** begin DATA FOR THIS TASK **

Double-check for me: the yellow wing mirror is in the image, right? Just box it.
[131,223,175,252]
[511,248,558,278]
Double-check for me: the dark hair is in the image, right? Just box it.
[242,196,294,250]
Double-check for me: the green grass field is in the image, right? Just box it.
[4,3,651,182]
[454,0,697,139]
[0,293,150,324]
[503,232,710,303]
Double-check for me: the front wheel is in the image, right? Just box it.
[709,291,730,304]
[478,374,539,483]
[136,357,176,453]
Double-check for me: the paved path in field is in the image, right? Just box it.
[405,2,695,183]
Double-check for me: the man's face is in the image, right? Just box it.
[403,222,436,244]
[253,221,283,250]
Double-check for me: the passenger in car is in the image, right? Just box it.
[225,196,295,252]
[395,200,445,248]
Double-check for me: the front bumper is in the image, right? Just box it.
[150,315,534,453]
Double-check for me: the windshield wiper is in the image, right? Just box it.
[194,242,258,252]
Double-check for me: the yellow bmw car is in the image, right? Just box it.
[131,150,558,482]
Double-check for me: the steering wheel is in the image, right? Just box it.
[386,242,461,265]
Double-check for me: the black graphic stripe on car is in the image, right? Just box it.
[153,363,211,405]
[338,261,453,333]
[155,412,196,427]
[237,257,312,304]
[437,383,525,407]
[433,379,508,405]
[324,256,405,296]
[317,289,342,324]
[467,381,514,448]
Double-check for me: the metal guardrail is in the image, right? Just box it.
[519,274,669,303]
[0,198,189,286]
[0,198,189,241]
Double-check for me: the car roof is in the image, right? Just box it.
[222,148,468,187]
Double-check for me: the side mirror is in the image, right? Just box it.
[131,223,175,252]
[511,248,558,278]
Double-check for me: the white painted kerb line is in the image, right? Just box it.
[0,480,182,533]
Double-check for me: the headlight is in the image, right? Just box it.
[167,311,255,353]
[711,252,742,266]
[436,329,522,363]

** end DATA FOR THIS TASK **

Copy the rows above word for word, from the first to the last.

PROBLEM SOLUTION =>
Double-check for me: the yellow wing mirror is in the image, right? Just box it.
[131,223,175,252]
[511,248,558,278]
Double-check for me: the dark hair is in the image, right? Just box it.
[242,196,294,250]
Double-check for me: the green grass field is in the image, right? Just box it.
[4,3,651,182]
[454,0,697,139]
[0,293,150,324]
[503,232,710,303]
Double-check for me: the front wheel is in the image, right? Just box it.
[709,291,730,304]
[478,374,539,483]
[136,357,176,453]
Double-check for me: the paved path in field is in the image, right? Just box it.
[405,2,695,183]
Double-check for me: the man's face is in the image, right? Just box it.
[403,222,436,244]
[253,221,283,250]
Double-check for me: the passenger in car is in the image, right? Just box it.
[225,196,295,252]
[395,200,445,248]
Double-check for me: the front bumper is in the image, right? Just box it.
[150,315,534,453]
Double-check for me: the windshield wiper is in the image, right? Just box it.
[194,242,258,252]
Double-check for me: the yellow bmw car is in the image, right? Just box it.
[131,150,558,482]
Double-check for me: the steering wheel is in the image, right? Just box it.
[386,242,461,265]
Double-check for me: the black graphic stripe on car is in the image, right? Just box it.
[153,363,211,405]
[338,261,453,333]
[155,412,196,427]
[237,257,312,304]
[437,383,525,407]
[433,379,508,405]
[324,256,405,296]
[317,289,342,324]
[467,381,514,448]
Double-check for me: the metal guardrail is in the image, right? Just box it.
[519,274,669,303]
[0,198,189,286]
[0,198,189,241]
Double-check for me: the car roof is in the image, right? Just box it.
[222,148,468,187]
Double-check for me: the side mirror is in the image, right? Just box it.
[131,223,175,252]
[511,248,558,278]
Double-check for me: the white painted kerb line is in the image, right? Just box it.
[0,480,182,533]
Double-check for me: the headlight is in the image, right? Just box it.
[167,311,255,353]
[711,252,742,266]
[436,329,522,363]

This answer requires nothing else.